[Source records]
━━━━━━━━━━━━━━━━

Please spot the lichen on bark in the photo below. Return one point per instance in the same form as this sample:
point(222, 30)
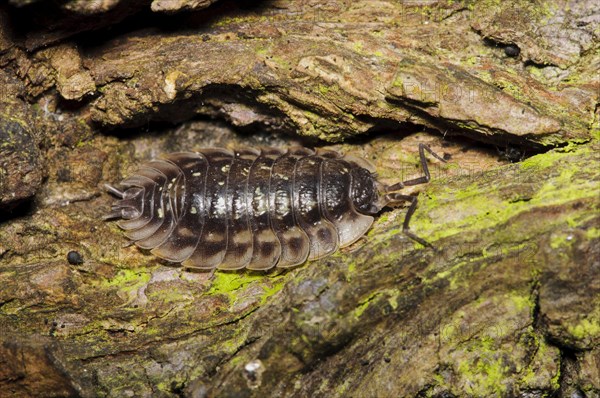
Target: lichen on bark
point(507, 304)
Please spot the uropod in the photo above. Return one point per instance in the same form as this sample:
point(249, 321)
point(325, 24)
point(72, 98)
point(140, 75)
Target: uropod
point(255, 208)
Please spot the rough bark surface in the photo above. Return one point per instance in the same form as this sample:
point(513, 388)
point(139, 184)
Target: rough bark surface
point(508, 304)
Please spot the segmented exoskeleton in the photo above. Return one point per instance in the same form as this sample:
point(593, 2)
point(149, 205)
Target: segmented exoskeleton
point(254, 209)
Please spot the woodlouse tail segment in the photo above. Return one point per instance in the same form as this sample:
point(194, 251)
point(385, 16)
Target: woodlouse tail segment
point(392, 198)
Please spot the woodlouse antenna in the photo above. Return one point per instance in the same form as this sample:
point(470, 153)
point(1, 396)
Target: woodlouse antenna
point(394, 198)
point(114, 191)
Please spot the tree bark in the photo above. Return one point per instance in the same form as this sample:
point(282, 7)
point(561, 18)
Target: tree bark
point(508, 302)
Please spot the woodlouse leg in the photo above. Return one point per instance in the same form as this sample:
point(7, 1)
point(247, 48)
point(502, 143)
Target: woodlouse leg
point(397, 198)
point(419, 180)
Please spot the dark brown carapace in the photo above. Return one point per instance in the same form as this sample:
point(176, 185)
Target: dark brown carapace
point(252, 208)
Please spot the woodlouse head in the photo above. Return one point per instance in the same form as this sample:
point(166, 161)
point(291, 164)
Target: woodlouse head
point(130, 204)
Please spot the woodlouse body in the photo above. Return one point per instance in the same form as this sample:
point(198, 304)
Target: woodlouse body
point(251, 208)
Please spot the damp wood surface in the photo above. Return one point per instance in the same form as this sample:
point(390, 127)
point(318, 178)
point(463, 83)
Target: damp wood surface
point(508, 305)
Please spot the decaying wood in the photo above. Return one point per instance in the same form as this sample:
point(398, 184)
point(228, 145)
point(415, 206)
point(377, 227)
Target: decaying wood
point(508, 305)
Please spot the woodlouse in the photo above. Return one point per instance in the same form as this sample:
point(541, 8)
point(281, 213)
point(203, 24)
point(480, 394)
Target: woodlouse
point(254, 209)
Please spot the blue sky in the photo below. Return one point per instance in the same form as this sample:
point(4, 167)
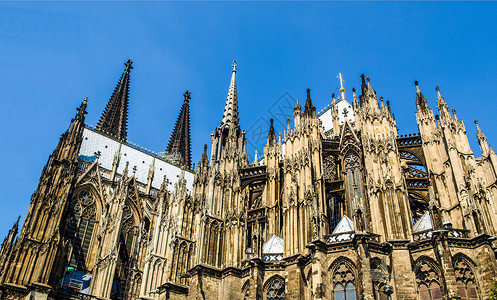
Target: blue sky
point(54, 54)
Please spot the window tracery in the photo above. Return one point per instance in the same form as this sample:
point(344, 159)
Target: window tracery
point(80, 229)
point(344, 282)
point(428, 281)
point(465, 278)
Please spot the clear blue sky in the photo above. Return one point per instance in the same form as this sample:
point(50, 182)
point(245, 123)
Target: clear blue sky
point(54, 54)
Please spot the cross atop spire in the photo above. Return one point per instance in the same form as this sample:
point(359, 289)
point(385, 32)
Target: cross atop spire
point(187, 95)
point(421, 102)
point(309, 108)
point(230, 114)
point(179, 145)
point(114, 119)
point(342, 89)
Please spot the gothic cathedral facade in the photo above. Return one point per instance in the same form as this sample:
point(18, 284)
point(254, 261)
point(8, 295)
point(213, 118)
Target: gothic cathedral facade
point(341, 207)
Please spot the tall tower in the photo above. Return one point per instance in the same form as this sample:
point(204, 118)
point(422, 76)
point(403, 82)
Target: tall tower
point(33, 258)
point(180, 143)
point(114, 119)
point(220, 234)
point(387, 198)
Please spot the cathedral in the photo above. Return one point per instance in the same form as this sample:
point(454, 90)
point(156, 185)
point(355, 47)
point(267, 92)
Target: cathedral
point(339, 206)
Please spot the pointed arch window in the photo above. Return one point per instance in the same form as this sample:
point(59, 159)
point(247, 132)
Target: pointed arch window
point(126, 240)
point(465, 279)
point(353, 170)
point(246, 290)
point(80, 229)
point(275, 289)
point(344, 282)
point(427, 276)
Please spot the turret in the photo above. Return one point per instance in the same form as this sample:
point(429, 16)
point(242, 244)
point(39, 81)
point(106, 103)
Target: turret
point(482, 140)
point(179, 145)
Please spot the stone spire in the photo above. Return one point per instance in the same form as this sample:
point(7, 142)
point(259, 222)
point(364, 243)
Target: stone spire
point(309, 108)
point(482, 140)
point(114, 119)
point(180, 142)
point(420, 99)
point(230, 115)
point(271, 137)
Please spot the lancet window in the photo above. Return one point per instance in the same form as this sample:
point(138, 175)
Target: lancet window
point(465, 278)
point(246, 290)
point(354, 183)
point(343, 279)
point(275, 289)
point(126, 239)
point(428, 279)
point(80, 230)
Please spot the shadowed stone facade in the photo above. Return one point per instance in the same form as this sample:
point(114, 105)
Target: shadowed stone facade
point(340, 208)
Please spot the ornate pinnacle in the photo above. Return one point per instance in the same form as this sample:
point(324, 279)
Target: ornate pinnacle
point(115, 116)
point(187, 95)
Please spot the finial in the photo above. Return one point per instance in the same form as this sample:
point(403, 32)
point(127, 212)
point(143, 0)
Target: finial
point(187, 95)
point(438, 92)
point(128, 64)
point(345, 112)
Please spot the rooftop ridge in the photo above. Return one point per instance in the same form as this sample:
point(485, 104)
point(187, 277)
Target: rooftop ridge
point(141, 149)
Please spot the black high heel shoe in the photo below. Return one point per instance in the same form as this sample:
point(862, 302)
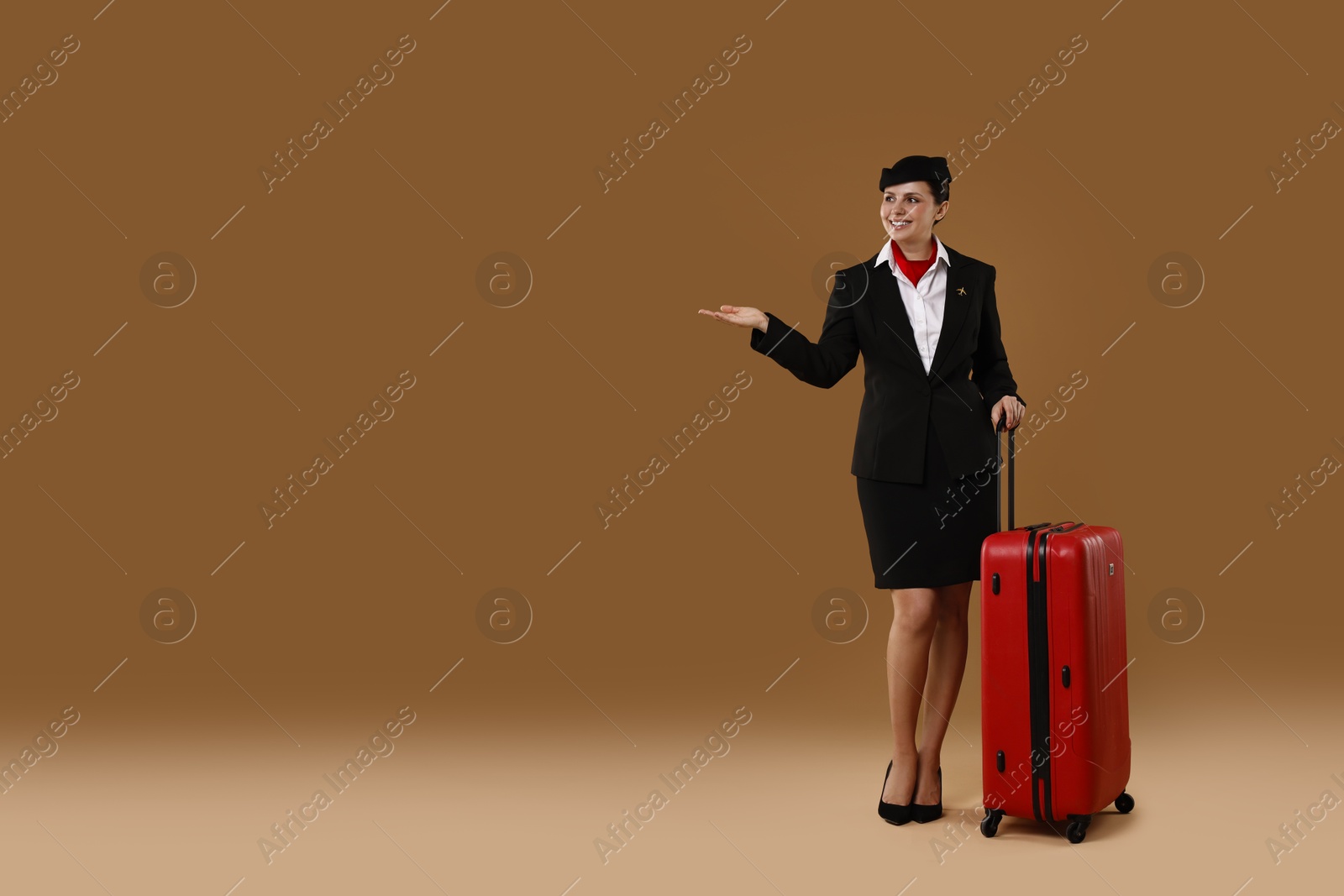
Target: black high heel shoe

━━━━━━━━━━━━━━━━

• Short task: Rewrite every one of the rows above, changing "spot" to "locate" and keeping everything else the same. Omit the pictures from your version.

• Answer to this task:
Please locate the lichen on bark in the photo below. Return one point per instance in the same form as this sample:
point(222, 30)
Target: lichen on bark
point(507, 304)
Please locate the uropod in the photo above. Return one point per instance in the same form as this sample:
point(249, 321)
point(325, 24)
point(72, 98)
point(140, 75)
Target: uropod
point(255, 208)
Please locate the rough bark surface in the photo above. Return one point per instance in the same form as this sample:
point(513, 388)
point(139, 184)
Target: rough bark surface
point(508, 304)
Please locate the segmented exoskeleton in the photo above. Return one point per instance in the same form as this sample:
point(593, 2)
point(149, 205)
Target: segmented exoskeleton
point(254, 209)
Please locate the woodlouse tail segment in the photo above. Return one point per instance in the same form as this sample:
point(194, 251)
point(385, 16)
Target: woodlouse tail segment
point(392, 198)
Please locate the woodlouse antenna in the photo above. Return one point per instance in the same form as this sample:
point(470, 153)
point(1, 396)
Target: woodlouse antenna
point(394, 198)
point(114, 191)
Please locate the tree bark in the photo above. Return one point per instance in the same form as this sample:
point(282, 7)
point(561, 18)
Target: tree bark
point(508, 302)
Please locate the woodlouse leg in the photo above. Return one point per instance in the same form as this sample:
point(7, 1)
point(247, 48)
point(502, 143)
Target: woodlouse leg
point(397, 198)
point(419, 180)
Please locate the dark brown carapace in the photo above. Return one point per instance in the same form as this sample:
point(176, 185)
Target: dark brown carapace
point(252, 208)
Please locate the woodlouse head in the photo above. Return one point per instance in the same form as this sample:
point(166, 161)
point(291, 164)
Target: woodlouse head
point(130, 204)
Please locate the woodlouse body in the photo above. Return one point per instance in the same form as this sample:
point(198, 304)
Target: woodlouse body
point(251, 208)
Please locate the damp wood surface in the photo above. Return one point per instance in the same form as this sample:
point(390, 127)
point(318, 178)
point(463, 83)
Target: damp wood surface
point(508, 305)
Please locate the decaying wood in the photo above. Return one point per instance in the same form as this sample:
point(398, 184)
point(228, 145)
point(415, 206)
point(377, 227)
Target: decaying wood
point(508, 305)
Please locate the woodlouse in the photo above. Return one point per instance in the same form as this sample:
point(541, 8)
point(281, 213)
point(203, 24)
point(480, 394)
Target: woodlouse
point(254, 209)
Please locate the blue sky in the photo below. Return one point per instance in the same form as this sample:
point(4, 167)
Target: blue sky
point(54, 54)
Please locate the window tracery in the photo above. Return one point per instance in the same form as this sample:
point(344, 159)
Target: window tracery
point(80, 229)
point(344, 282)
point(428, 281)
point(465, 278)
Please locate the clear blue sky in the photo above. Return one point per instance in the same form as this sample:
point(50, 182)
point(245, 123)
Target: clear blue sky
point(54, 54)
Please locate the cross atop spire in the photo above. Return one point per instance in the same form as this sample:
point(359, 289)
point(385, 32)
Target: cross atop spire
point(187, 95)
point(421, 102)
point(309, 108)
point(230, 114)
point(179, 145)
point(114, 119)
point(342, 89)
Please locate the gothic cathedral facade in the photo above. Return one point per instance in the same form as this sample:
point(18, 284)
point(254, 261)
point(8, 295)
point(213, 118)
Target: gothic cathedral facade
point(341, 207)
Please locate the tall tower in the photo above. Return one point per instance in the same form as this sample:
point(204, 118)
point(422, 76)
point(403, 82)
Target: tall tower
point(33, 258)
point(180, 143)
point(114, 119)
point(220, 234)
point(387, 198)
Please locate the cathedral in the photo above. Return one point per instance in the same form as this sample:
point(454, 90)
point(156, 185)
point(355, 47)
point(267, 92)
Target: cathedral
point(339, 206)
Please locate the pointed arch window in the photo above. Return one point per instance in the same form as this sample:
point(59, 159)
point(247, 132)
Target: pointed arch window
point(126, 240)
point(465, 279)
point(353, 170)
point(246, 290)
point(80, 229)
point(275, 289)
point(344, 282)
point(427, 276)
Please locate the turret in the photo above. Return one point per instance in the same form as this sample:
point(429, 16)
point(242, 244)
point(39, 81)
point(106, 103)
Target: turret
point(482, 140)
point(179, 145)
Please locate the stone spire in the photo above. Return one point per instance in the same form as this sample:
point(7, 142)
point(259, 222)
point(364, 243)
Target: stone spire
point(309, 108)
point(482, 140)
point(114, 119)
point(180, 142)
point(420, 99)
point(230, 115)
point(271, 137)
Please locate the lancet window in the photo above. Return one point per instance in the same form as this sample:
point(138, 175)
Target: lancet window
point(465, 278)
point(246, 290)
point(354, 183)
point(343, 279)
point(275, 289)
point(126, 239)
point(428, 279)
point(80, 230)
Please locate the shadowed stone facade in the photo above. Return one point per instance in the same form as this sample:
point(114, 105)
Target: shadowed stone facade
point(340, 208)
Please locate the ornate pinnacle in the photo above. Return one point per instance in the same form as this sample:
point(324, 279)
Target: ornate pinnacle
point(115, 116)
point(187, 95)
Please locate the finial in the photo above. Return one point per instance in the same form as this sample:
point(403, 32)
point(127, 212)
point(143, 0)
Target: finial
point(187, 95)
point(438, 92)
point(128, 64)
point(345, 112)
Please locate the rooftop ridge in the photo above. Return one point per instance in the same form as this sample:
point(485, 104)
point(187, 277)
Target: rooftop ridge
point(141, 149)
Please locate the black high heel shoe in the photo below. Return one point per instance in the same form as this sample:
point(862, 302)
Target: black high heel shoe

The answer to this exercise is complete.